Problem requirements – Using the blog text about Jack's leg lengthening, mark each statement yes or no and quote the deciding words: 1. The writer came up with the blog's name. 2. The goal is to lengthen Jack's leg by 3 centimeters. 3. Pool therapy is planned several times a week.

--- Text section Enclosed Below ---

Jack is going to be a big part of writing this blog. It's about him and his body. Jon and I have always been very cautious about what we tell and to whom we tell things about Jack's health. It is his body and it's personal. Just because he's a little kid doesn't make it right for everyone to know everything about his body. We never wanted people to think of him as "Jack, the kid with......". So, we've made it a point to be very private about his health issues. Obviously, the leg discrepancy everyone can see and knows it's there. I had a conversation with Jack about starting this blog. I let him know it would be on the internet and everyone would be able to read it and see the pictures and videos of him as he goes through this. He completely understands and likes the idea. I think he feels like some sort of rock star. He came up with the name (jackthecoolkid), I thought it was perfect so we went with it.


Jack is scheduled to have a leg lengthening procedure on May 15th. For more information on the process, visit http://www.limblengthening.com/ Please continue to visit our blog, as we plan on updating it often throughout the next few months. Jack currently has a leg length discrepancy of 6 cm, our goal is to lengthen 3 centimeters. This will take approximately 5-6 months. He will be having his surgery at Rush University, and we hope to be home from the hospital within 3 days. He will be under the care of Dr. Kogan and his PT Nicki. We'll be having PT several times a week and also pool therapy once a week.

--- End of Enclosed Text section ---
--- Recorded data Enclosed Below ---

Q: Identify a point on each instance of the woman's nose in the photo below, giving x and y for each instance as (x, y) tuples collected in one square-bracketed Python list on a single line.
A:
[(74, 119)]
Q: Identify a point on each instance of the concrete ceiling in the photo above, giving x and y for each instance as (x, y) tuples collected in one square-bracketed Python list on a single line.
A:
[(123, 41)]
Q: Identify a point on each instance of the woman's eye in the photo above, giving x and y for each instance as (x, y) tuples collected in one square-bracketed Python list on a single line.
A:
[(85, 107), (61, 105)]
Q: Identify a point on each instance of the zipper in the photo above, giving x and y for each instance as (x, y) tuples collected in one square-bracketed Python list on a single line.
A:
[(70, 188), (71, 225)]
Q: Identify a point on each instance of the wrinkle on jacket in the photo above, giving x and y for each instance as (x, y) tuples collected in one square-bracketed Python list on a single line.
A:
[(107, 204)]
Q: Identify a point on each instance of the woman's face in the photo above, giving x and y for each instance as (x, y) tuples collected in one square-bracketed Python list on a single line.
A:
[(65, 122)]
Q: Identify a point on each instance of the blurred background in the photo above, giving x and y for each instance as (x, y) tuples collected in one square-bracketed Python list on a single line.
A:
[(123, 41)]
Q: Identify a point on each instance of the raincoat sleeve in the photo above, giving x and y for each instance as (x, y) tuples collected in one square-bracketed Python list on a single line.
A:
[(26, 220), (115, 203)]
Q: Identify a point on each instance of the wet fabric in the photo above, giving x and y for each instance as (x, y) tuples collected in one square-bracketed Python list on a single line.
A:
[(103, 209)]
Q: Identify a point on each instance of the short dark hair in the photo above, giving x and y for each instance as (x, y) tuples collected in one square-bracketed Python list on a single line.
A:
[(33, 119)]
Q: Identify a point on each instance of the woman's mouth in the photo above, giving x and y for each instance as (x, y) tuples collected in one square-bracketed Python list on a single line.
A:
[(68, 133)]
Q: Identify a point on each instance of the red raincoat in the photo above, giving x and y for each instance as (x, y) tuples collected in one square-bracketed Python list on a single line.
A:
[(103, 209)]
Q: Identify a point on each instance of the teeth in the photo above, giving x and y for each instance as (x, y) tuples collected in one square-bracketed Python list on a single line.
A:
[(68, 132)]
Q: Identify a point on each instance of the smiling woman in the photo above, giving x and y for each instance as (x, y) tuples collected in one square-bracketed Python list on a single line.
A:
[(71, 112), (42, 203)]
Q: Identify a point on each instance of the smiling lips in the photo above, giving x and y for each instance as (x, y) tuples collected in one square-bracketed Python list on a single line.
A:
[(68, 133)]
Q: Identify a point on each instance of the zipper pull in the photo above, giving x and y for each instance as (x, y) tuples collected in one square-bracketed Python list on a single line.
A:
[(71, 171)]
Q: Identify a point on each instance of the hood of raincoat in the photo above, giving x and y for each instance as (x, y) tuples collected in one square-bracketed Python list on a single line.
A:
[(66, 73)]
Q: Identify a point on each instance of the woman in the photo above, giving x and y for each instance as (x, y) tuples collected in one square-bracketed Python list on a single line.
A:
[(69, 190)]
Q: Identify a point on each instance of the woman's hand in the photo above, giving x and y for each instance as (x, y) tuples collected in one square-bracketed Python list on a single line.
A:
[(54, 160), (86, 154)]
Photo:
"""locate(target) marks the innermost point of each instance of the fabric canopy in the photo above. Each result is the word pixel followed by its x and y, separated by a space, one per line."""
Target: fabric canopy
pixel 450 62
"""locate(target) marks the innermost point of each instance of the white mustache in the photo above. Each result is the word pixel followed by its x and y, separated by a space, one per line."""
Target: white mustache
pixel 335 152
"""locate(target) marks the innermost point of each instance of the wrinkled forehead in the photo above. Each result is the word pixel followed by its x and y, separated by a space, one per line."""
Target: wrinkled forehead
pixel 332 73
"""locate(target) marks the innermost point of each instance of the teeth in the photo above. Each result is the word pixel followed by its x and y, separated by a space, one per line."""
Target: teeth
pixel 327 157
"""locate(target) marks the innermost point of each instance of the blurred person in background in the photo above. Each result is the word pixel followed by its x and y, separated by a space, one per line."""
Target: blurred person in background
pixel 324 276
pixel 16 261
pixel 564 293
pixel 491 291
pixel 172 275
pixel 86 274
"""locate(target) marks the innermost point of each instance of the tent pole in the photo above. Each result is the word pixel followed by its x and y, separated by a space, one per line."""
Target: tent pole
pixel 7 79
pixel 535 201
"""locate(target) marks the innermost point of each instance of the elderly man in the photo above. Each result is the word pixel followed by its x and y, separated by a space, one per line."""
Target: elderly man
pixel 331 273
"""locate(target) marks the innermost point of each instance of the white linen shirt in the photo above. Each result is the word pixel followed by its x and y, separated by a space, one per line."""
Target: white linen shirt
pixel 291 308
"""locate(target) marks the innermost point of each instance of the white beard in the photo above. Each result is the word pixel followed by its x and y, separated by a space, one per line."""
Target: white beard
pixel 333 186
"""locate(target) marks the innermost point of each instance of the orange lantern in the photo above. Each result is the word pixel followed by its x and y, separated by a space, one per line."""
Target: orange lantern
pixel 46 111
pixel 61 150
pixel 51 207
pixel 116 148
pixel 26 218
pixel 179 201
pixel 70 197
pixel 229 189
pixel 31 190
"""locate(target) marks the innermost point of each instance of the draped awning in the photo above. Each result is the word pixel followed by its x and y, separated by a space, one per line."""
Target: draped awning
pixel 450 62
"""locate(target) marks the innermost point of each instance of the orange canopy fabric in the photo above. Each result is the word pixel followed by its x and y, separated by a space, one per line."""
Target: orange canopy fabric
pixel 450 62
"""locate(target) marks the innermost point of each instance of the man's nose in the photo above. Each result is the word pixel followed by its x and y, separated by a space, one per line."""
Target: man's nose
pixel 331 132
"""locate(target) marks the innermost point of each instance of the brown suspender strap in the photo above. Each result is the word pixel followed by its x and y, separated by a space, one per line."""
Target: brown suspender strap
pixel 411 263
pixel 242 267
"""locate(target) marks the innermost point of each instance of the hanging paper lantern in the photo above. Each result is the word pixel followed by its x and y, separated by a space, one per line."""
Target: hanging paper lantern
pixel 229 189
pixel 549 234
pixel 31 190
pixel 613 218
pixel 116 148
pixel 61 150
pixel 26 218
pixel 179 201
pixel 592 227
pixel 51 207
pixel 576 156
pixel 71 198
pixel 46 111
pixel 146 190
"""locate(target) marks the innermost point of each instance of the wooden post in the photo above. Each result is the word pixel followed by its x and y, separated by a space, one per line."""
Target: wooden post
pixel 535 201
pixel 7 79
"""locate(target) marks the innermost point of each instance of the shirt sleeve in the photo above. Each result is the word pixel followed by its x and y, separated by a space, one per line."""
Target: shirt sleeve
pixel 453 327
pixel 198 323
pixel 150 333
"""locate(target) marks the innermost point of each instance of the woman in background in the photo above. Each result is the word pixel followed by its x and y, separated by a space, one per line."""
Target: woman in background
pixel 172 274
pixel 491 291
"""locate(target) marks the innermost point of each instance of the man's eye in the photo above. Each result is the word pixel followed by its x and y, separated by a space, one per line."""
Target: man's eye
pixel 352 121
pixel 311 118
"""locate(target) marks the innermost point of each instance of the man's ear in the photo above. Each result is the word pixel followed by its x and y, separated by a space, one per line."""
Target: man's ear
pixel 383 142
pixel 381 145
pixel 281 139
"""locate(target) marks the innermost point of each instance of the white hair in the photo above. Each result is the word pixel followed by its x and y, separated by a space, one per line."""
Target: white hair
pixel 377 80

--- End of Enclosed Recorded data ---

Written answer –
1. No: "He came up with the name (jackthecoolkid)"
2. Yes: "our goal is to lengthen 3 centimeters"
3. No: "pool therapy once a week"